The 1973 Cincinnati Reds season consisted of the Reds winning the National League West with a Major League-best record of 99–63, 3½ games ahead of the Los Angeles Dodgers, before losing the NLCS to the New York Mets in five games. The Reds were managed by Sparky Anderson, and played their home games at Riverfront Stadium.

The Reds were coming off a devastating loss in seven games to the underdog Oakland Athletics in the 1972 World Series. The offseason did not start well for the Reds. In the winter, a growth was removed from the lung of Cincinnati's star catcher, Johnny Bench. While Bench played the entire 1973 season, his power numbers dropped from 40 home runs in 1972 to 25 in '73. He never again reached the 40 homer mark, something he accomplished in two of the three seasons prior to the surgery.

Coming into the season, the defending NL Champion Reds were still favored to win the strong NL West against the likes of the Houston Astros, the Los Angeles Dodgers, and the San Francisco Giants. The Reds' lineup returned virtually intact, with the exception of third base where the Reds tried to make a third baseman out of rookie Dan Driessen, a solid hitter (.301 average) who had played mostly first base in the minor leagues. With Tony Pérez fully entrenched at first base, the Reds wanted to get Driessen's bat in the lineup and his playing time was at the expense of the anemic hitting Denis Menke (.191), although the Reds were sacrificing defense with Driessen at the hot corner. The other change was at shortstop, where Dave Concepción emerged from a 1972 timeshare with Darrel Chaney to full-time starter, finally realizing his potential in his fourth year in the majors. Concepción was outstanding both at bat and in the field and was named to the NL All-Star team. But two days before the mid-summer classic on July 22, in a game against the Montreal Expos, Concepción broke his ankle sliding into third base after moving from first base on a Menke base hit, and missed the second half of the season. Concepción was batting .287, with eight home runs, 46 RBI, 39 runs scored and 22 stolen bases, all career highs despite missing almost half the season.

Activity
Please resume the account of the Reds' 1973 season above, starting right after its last sentence.

Information provided
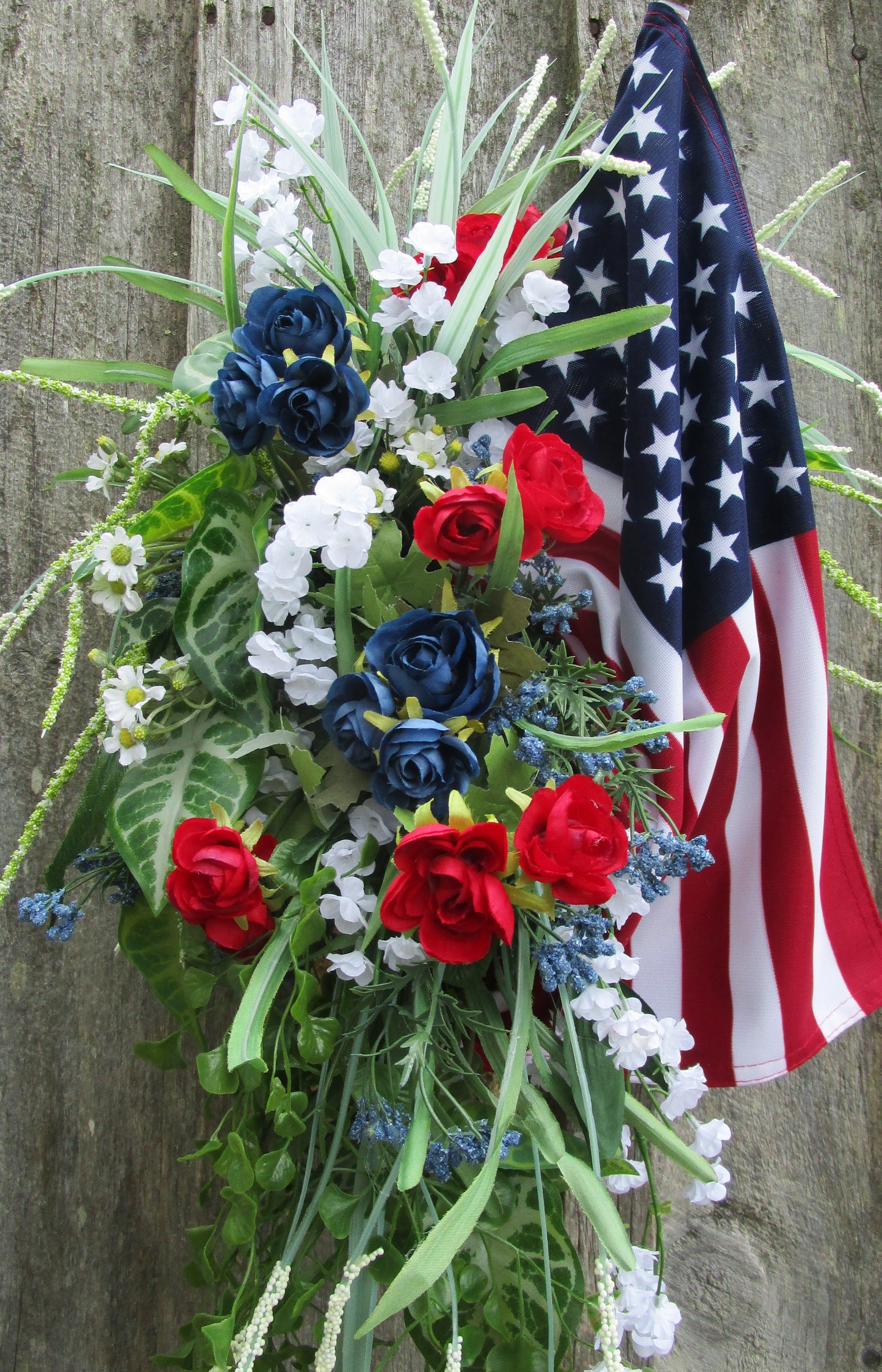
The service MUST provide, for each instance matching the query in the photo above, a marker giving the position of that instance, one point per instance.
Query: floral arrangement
(346, 784)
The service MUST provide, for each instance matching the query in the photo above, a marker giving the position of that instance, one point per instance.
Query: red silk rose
(555, 492)
(449, 888)
(463, 527)
(571, 840)
(474, 234)
(214, 883)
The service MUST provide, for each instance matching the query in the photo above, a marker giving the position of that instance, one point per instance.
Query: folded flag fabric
(707, 582)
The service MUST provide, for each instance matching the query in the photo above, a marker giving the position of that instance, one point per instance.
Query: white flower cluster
(644, 1309)
(327, 1354)
(280, 228)
(118, 558)
(250, 1342)
(294, 658)
(526, 307)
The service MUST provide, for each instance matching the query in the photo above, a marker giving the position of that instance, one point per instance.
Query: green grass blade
(571, 338)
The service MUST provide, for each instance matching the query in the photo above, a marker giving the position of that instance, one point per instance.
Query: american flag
(707, 582)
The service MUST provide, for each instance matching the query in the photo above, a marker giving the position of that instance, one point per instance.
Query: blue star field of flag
(697, 415)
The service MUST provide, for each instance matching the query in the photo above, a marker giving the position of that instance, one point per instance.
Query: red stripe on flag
(786, 858)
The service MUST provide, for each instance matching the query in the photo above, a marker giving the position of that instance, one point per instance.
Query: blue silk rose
(314, 405)
(420, 761)
(443, 660)
(343, 717)
(305, 321)
(235, 400)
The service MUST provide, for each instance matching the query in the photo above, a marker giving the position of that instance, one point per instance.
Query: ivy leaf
(219, 607)
(164, 1054)
(396, 576)
(153, 943)
(316, 1039)
(504, 770)
(181, 775)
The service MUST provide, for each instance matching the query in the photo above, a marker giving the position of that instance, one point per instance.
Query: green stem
(343, 620)
(546, 1255)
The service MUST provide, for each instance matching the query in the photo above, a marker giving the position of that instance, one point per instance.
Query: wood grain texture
(93, 1202)
(785, 1274)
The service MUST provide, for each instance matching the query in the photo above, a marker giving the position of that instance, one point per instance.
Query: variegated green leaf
(180, 777)
(219, 607)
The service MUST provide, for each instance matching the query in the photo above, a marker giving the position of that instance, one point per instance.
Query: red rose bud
(571, 840)
(449, 888)
(555, 492)
(474, 234)
(463, 527)
(214, 883)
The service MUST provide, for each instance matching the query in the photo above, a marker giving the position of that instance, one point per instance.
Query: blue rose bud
(314, 405)
(419, 762)
(443, 660)
(235, 400)
(345, 720)
(302, 320)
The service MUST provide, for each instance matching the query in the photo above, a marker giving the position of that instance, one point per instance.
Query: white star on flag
(742, 300)
(667, 576)
(729, 485)
(595, 282)
(653, 251)
(645, 124)
(719, 547)
(731, 422)
(585, 412)
(711, 216)
(762, 389)
(788, 475)
(701, 280)
(644, 68)
(651, 189)
(666, 514)
(663, 448)
(659, 382)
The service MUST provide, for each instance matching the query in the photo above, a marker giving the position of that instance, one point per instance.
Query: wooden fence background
(785, 1276)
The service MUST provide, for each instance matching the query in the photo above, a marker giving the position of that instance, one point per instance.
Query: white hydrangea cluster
(295, 658)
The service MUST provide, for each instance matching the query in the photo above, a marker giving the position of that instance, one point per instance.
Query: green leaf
(456, 331)
(605, 1086)
(92, 372)
(214, 1076)
(507, 1253)
(168, 287)
(447, 172)
(573, 338)
(447, 1237)
(242, 1220)
(219, 607)
(336, 1209)
(153, 944)
(186, 504)
(164, 1054)
(316, 1039)
(246, 1035)
(396, 576)
(183, 773)
(195, 372)
(88, 824)
(508, 560)
(234, 1164)
(457, 414)
(600, 1208)
(666, 1141)
(275, 1171)
(504, 770)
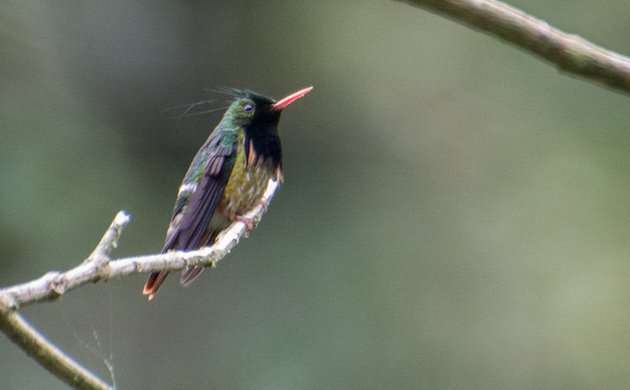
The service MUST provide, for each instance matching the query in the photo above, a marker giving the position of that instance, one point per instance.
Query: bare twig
(98, 268)
(47, 354)
(568, 52)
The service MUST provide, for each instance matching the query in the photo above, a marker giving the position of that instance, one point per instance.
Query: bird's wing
(196, 204)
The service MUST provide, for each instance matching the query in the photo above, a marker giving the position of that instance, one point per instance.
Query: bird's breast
(245, 187)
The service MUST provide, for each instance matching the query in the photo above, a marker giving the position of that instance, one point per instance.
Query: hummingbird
(227, 177)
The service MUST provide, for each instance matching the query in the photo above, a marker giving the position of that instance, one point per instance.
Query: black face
(261, 130)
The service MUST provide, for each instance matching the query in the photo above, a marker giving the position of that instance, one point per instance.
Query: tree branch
(47, 354)
(568, 52)
(99, 267)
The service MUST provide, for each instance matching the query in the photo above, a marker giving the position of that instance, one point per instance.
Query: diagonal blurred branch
(568, 52)
(99, 267)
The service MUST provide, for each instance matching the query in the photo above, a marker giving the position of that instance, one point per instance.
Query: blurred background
(455, 213)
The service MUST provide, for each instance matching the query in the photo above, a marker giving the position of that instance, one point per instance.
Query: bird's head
(258, 116)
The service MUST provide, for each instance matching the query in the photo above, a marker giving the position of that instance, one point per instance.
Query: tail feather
(153, 284)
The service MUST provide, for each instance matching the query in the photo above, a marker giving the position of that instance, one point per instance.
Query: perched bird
(227, 177)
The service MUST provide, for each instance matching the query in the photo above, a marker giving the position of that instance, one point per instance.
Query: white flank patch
(188, 187)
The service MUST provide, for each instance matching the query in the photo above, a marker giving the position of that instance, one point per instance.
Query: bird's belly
(244, 189)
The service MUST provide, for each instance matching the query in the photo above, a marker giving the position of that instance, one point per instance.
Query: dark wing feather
(194, 209)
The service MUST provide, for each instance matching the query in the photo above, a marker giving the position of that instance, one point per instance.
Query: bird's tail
(191, 274)
(153, 283)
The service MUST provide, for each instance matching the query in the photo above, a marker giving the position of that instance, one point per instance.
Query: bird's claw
(249, 222)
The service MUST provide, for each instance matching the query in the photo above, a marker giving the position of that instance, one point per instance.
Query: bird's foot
(249, 222)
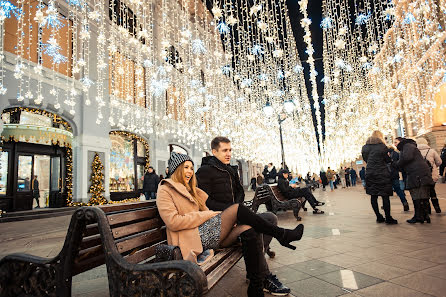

Task answer
The Reds had other hurdles to overcome. Cincinnati's pitching ace, Gary Nolan (15–5, 1.99 ERA in '72), suffered from a sore arm that limited him to two starts and 10 innings pitched before it was discovered he had a torn ligament in his right elbow. The injury would force Nolan to also miss the entire 1974 season. There was also an issue with centerfielder Bobby Tolan. He slumped badly to .206, became a malcontent, and had several squabbles with members of Reds management, who were still unhappy with his 1971 basketball injury that cost him that season as well as Tolan's error in Game 7 of the 1972 World Series against Oakland that was arguably the key play in that game. Tolan went AWOL for two days in August 1973, and broke team rules by growing a beard. On September 27, the team suspended Tolan for the remainder of the season including the NLCS.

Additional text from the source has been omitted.